### Goal of the exercise:
Take the material below and write it all out again exactly.

----- Stored records

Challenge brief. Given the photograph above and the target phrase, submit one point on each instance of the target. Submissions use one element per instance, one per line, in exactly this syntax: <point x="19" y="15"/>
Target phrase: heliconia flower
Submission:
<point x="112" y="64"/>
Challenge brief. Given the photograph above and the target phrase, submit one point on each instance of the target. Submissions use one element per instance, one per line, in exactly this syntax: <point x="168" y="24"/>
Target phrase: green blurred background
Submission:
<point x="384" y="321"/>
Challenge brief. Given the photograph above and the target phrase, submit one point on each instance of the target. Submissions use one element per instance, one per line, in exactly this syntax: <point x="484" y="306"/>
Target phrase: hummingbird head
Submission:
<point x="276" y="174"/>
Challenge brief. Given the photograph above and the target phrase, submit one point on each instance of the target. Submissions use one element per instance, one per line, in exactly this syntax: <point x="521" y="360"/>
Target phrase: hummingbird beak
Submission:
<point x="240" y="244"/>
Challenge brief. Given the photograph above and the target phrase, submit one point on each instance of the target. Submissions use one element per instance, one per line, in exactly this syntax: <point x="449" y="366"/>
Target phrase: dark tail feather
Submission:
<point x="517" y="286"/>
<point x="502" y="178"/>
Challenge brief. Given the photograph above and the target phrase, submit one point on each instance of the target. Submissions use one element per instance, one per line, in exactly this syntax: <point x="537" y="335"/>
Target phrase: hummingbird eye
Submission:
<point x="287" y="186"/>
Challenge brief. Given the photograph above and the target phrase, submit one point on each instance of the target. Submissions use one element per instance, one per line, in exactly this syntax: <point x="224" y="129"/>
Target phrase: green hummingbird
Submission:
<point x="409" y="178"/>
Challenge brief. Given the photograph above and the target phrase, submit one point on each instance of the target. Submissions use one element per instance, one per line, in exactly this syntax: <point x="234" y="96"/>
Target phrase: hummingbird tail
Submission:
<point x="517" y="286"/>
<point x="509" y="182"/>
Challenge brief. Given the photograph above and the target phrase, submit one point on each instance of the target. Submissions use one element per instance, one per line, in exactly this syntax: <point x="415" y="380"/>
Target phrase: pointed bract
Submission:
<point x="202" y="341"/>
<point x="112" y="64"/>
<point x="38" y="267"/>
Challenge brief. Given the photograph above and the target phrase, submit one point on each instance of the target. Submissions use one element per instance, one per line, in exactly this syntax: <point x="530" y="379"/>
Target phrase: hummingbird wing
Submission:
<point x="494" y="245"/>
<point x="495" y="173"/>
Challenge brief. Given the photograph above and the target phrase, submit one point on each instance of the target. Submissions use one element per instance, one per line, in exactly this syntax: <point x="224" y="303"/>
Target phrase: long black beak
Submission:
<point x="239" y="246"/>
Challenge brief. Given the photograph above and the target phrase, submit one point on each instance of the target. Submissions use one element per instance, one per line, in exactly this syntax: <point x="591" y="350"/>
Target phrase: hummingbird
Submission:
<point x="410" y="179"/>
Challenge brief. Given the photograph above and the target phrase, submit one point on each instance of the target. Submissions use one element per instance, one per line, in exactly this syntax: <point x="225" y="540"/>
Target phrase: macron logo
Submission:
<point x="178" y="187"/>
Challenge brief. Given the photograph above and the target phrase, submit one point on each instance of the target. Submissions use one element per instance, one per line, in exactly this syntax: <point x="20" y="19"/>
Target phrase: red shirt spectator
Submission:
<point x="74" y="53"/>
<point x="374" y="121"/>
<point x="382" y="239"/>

----------

### Full output:
Challenge brief. Given the photograph above and the target phrase, submit one point on each instance of the target. Submissions use one element per instance, one per line, in exactly this syntax: <point x="19" y="15"/>
Target phrase: heliconia flower
Submission:
<point x="112" y="64"/>
Challenge brief. Given the photograph above and the target phrase, submit one point on each instance of the target. Submissions use one element per instance, one per line, in exactly this syntax: <point x="168" y="24"/>
Target phrase: green blurred background
Submission:
<point x="384" y="321"/>
Challenge brief. Given the photograph above and the target phrase, submit one point on each instance of the target. Submissions use one element per instance, one per line, in exactly this syntax: <point x="484" y="306"/>
Target phrase: hummingbird head
Submission:
<point x="276" y="174"/>
Challenge brief. Given the photograph above and the target phrase, submit one point on each instance of the target. Submissions use one element per instance, one per line, in exactly this syntax: <point x="521" y="360"/>
Target phrase: hummingbird beak
Submission:
<point x="240" y="244"/>
Challenge brief. Given the photograph above and the target phrase, submit one point on each instance of the target. Submissions use one element per instance, one per line, in exactly this syntax: <point x="449" y="366"/>
Target phrase: dark tail feather
Submission:
<point x="517" y="286"/>
<point x="502" y="178"/>
Challenge brief. Given the photograph above and the target phrase, submit one point on each instance of the target. Submissions use one element per instance, one per line, in exactly this syntax: <point x="537" y="335"/>
Target phrase: hummingbird eye
Submission:
<point x="287" y="186"/>
Challenge brief. Given the photograph above and the target phrase, submit one point on each instance of the target. Submissions use one element per instance, one per line, in exactly this syntax: <point x="224" y="129"/>
Target phrase: green hummingbird
Submission:
<point x="409" y="178"/>
Challenge brief. Given the photograph above and the target phrase, submit one point on each instance of the target. Submissions use one element per instance, one per line, in exactly this syntax: <point x="234" y="96"/>
Target phrase: hummingbird tail
Submission:
<point x="517" y="286"/>
<point x="509" y="182"/>
Challenge brief. Given the photograph above and the target phrase, submit one point on each instance of the target. Submissions use one element per instance, one per line, in exactly this syntax: <point x="415" y="380"/>
Target phrase: pointed bract
Submission:
<point x="202" y="341"/>
<point x="112" y="64"/>
<point x="38" y="267"/>
Challenge brief. Given the photograph above and the target phrase, submit one point on each instance of the target. Submissions use one element per instance, one per line, in exactly this syntax: <point x="530" y="379"/>
Target phrase: hummingbird wing
Submission:
<point x="494" y="245"/>
<point x="495" y="173"/>
Challenge brief. Given the photograph above and the target phrase, submit one point on each instance of the target. Submissions use one element per instance, one per line, in exactly this syntax: <point x="224" y="303"/>
Target phrase: long black beak
Submission:
<point x="239" y="246"/>
Challenge brief. Given the photograph above and the target phrase, submit one point on each instance of the target. Submissions use one element per instance, one per line, in exactly this syntax: <point x="591" y="350"/>
Target phrase: hummingbird
Submission:
<point x="410" y="179"/>
Challenge brief. Given the photograph above and the target phrase, submit one point on each instance of the target. Submissions use one element per instance, one per line, in exactly this syntax: <point x="225" y="540"/>
Target phrase: macron logo
Submission:
<point x="178" y="187"/>
Challenge brief. Given the photograph above and the target phrase, submit one point on each instance of the target. Submissions use one element per instance, one per line, in exactly this syntax: <point x="20" y="19"/>
Target phrase: red shirt spectator
Submission:
<point x="74" y="53"/>
<point x="374" y="121"/>
<point x="382" y="239"/>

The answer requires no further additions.